>> Begin Passage to read
The River is all about Pete Dye doing Pete Dye things to make golfers miserable. While the Irish, Straits and Meadow Valley are 54 holes of undeniable joy, the River is an 18-hole barium enema.

To be fair, the River will reward your A-game, if you have one. It will, however, kick the ever-loving snot out of your A-minus or B-plus game. It tolerates zero mistakes.

Destination Kohler

The Sheboygan River is in play on 12 of the 18 holes as it snakes through the course and by the second hole you learn: Pete wants you in the fairway. I wouldn’t say the course is overly tight but errant shots will punish you. And the greens are first-wife-level forgiving.

There are some breathtaking shots like the downhill tee shots on the fifth (called Made in Heaven) and the eighth (called, appropriately, Hell’s Gate). Holes nine through 13 will test your resolve and it’s where your B-plus (or worse) game goes to die. There’s a half-moon par-5 winding around the Sheboygan River that gives you a 15-foot-wide landing strip for your second shot. And then there’s the par-3 13th with huge trees blocking the green on the left and the river taunting you on the right. If you have a sweeping high draw in your bag, this would be the time to use it.

Destination Kohler

The 14th hole gives you a dash of hope but 15 through 18 quickly turn into the Wisconsin version of the Bataan Death March. Dye cleverly calls 18 “DyeHard” but it could also be called “DyeHard with a Vengeance,” with Pete giving you the same treatment John McClane gave Hans and Simon Gruber.

A Pleasant Meadow Valleys Finish

As much as I didn’t like the River (and for some perverse reason, I want to give it another shot), both Harry and I loved the Meadow Valleys course. It’s a great way to finish your stay. Meadow Valleys is more of a resort course than the other three but it’s certainly no cupcake. It has great visuals and enough tough holes to test you but it won’t trigger any deep-seated self-loathing.

Destination Kohler

The people you meet on golf trips are half the fun. Harry and I had the pleasure of being teamed up with Brad and Leslie, young newlyweds from Chicago. They had eloped and chose to spend their honeymoon playing golf at Destination Kohler. Brad said the trip was actually Leslie’s idea.

Well played, Brad. Well played.
>> End Passage to read
>> Begin Data for this exercise
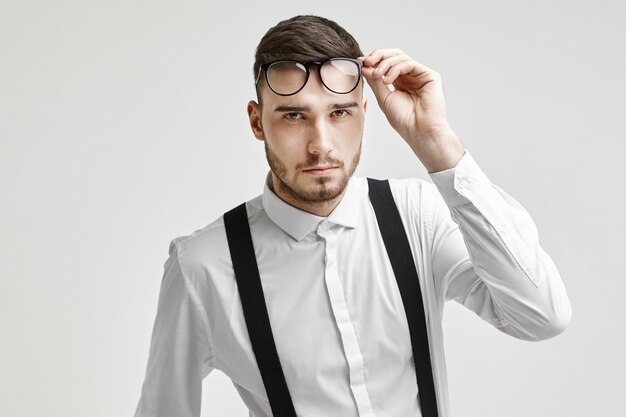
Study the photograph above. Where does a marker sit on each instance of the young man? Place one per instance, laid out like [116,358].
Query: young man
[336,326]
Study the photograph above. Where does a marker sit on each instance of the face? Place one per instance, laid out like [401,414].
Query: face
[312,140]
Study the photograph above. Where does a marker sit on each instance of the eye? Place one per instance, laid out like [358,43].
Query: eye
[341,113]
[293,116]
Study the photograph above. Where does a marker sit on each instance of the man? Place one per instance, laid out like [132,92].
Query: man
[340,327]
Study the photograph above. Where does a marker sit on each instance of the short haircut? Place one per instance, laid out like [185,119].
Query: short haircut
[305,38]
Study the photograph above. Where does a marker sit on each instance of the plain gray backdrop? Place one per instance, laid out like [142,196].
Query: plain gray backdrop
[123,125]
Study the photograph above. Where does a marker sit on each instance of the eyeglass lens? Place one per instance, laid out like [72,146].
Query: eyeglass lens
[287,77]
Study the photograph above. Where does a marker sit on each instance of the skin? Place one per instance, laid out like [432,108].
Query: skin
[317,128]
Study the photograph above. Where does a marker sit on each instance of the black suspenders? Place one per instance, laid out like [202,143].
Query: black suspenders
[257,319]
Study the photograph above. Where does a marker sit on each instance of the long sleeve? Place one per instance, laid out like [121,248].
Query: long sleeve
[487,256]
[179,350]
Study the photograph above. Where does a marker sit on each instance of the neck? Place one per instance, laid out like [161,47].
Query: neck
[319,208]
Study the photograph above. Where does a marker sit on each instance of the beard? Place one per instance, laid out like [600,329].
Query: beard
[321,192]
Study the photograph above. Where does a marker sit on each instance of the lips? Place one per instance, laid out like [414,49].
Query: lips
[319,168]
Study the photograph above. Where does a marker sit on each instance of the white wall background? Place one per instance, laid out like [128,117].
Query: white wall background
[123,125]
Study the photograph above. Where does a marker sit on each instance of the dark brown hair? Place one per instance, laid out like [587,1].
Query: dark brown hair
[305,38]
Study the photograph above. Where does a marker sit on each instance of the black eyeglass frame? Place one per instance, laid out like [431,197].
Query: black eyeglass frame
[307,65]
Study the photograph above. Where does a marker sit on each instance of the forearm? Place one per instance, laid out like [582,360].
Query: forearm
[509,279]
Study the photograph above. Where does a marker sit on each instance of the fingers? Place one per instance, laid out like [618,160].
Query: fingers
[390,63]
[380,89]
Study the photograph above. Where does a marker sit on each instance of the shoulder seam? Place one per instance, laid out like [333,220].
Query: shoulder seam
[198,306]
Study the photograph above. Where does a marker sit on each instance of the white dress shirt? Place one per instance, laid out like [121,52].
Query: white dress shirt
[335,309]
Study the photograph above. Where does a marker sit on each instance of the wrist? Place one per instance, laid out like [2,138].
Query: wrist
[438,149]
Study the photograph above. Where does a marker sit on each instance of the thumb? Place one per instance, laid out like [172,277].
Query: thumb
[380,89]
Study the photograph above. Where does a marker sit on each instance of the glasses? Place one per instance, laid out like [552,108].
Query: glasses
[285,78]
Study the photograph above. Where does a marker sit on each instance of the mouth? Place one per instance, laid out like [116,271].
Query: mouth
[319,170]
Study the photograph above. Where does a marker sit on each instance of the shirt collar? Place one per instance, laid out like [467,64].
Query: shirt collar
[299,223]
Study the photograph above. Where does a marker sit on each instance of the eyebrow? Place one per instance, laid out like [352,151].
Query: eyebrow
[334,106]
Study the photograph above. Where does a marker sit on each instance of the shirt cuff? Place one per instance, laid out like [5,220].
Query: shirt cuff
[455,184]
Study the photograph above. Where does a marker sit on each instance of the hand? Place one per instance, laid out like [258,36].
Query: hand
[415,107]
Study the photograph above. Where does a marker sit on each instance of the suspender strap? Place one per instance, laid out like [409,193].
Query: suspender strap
>> End Data for this exercise
>> Begin Data for this exercise
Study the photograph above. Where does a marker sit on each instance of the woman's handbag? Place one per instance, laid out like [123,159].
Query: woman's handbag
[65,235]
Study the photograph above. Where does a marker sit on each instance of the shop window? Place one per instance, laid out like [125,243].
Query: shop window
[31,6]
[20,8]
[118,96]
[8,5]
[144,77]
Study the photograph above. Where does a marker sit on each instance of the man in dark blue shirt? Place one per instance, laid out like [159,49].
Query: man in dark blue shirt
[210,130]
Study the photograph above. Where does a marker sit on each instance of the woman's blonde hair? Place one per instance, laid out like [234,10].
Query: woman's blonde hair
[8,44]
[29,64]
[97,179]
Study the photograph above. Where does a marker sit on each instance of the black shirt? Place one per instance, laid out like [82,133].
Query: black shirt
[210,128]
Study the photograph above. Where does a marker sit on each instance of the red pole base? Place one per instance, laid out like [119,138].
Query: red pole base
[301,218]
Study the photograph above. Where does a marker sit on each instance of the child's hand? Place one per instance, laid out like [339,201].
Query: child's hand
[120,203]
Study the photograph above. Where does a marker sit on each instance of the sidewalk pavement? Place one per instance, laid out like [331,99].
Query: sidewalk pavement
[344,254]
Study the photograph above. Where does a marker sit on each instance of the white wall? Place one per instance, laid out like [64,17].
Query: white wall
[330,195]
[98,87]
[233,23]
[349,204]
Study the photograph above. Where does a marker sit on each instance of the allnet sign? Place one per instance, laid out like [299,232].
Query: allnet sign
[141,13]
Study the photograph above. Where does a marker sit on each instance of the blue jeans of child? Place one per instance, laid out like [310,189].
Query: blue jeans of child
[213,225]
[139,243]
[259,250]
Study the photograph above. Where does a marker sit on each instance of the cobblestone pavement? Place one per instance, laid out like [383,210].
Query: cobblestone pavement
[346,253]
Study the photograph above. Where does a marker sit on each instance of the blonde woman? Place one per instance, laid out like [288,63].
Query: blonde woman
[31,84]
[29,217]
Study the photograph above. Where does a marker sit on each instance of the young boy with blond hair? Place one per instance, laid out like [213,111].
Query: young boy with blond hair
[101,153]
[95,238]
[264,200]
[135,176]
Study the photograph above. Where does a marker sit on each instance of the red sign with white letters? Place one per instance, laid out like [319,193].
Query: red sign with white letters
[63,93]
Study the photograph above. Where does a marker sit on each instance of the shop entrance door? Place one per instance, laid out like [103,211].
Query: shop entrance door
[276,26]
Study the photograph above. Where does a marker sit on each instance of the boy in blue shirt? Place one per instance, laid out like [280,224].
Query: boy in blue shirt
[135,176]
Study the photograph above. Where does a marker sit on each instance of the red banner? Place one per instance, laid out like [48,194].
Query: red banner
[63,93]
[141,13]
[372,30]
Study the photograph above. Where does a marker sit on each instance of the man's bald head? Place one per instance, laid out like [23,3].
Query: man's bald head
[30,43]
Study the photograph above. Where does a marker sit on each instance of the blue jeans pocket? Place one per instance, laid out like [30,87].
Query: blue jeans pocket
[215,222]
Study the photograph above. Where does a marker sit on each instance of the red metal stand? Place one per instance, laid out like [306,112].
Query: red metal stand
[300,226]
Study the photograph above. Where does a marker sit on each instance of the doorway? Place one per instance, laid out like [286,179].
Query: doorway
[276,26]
>> End Data for this exercise
▸ What you will do:
1. Pull out every line of the entries that contains the string "stand".
2. Write a continuation of the golf course review, starting right after its final line.

▸ Responses to the exercise:
1.
Study the photograph above. Where does a marker sit on each instance of the red metal stand? Place one per instance, laid out like [306,112].
Query: red metal stand

2.
The Meadow Valleys front nine is all meadow: wide open with large greens. There’s still enough sand to screw with you and the greens will test you but it’s a welcome change from the high colonic that is the River. The back nine is all valley. The fairways undulate more and you get some elevation changes. The signature hole is 14: a gorgeous downhill par-4 to a peninsula green surrounded by a stream. To get to the green, you have to cross a bridge made from an old rail car.

Destination Kohler

The par three 15th is called Mercy, which is odd because there is none. It’s all carry over the Weeden Creek Valley with precious little bailout room left, right or long. And, obviously, none short.

A Fantastic Finish

The closing two holes at Meadow Valleys are nothing short of incredible. The par-3 17th is called Maple Syrup and it’s where Leslie showed the men who’s boss. There’s a tree guarding the green. The safe play is to go right and hope to catch the right side of the green. Harry, Brad and I all took that route with varying degrees of failure. Leslie, however, took the bold route to the left of the tree right at the pin. She needed to thread the needle perfectly and she did, leaving herself about 10 feet for birdie.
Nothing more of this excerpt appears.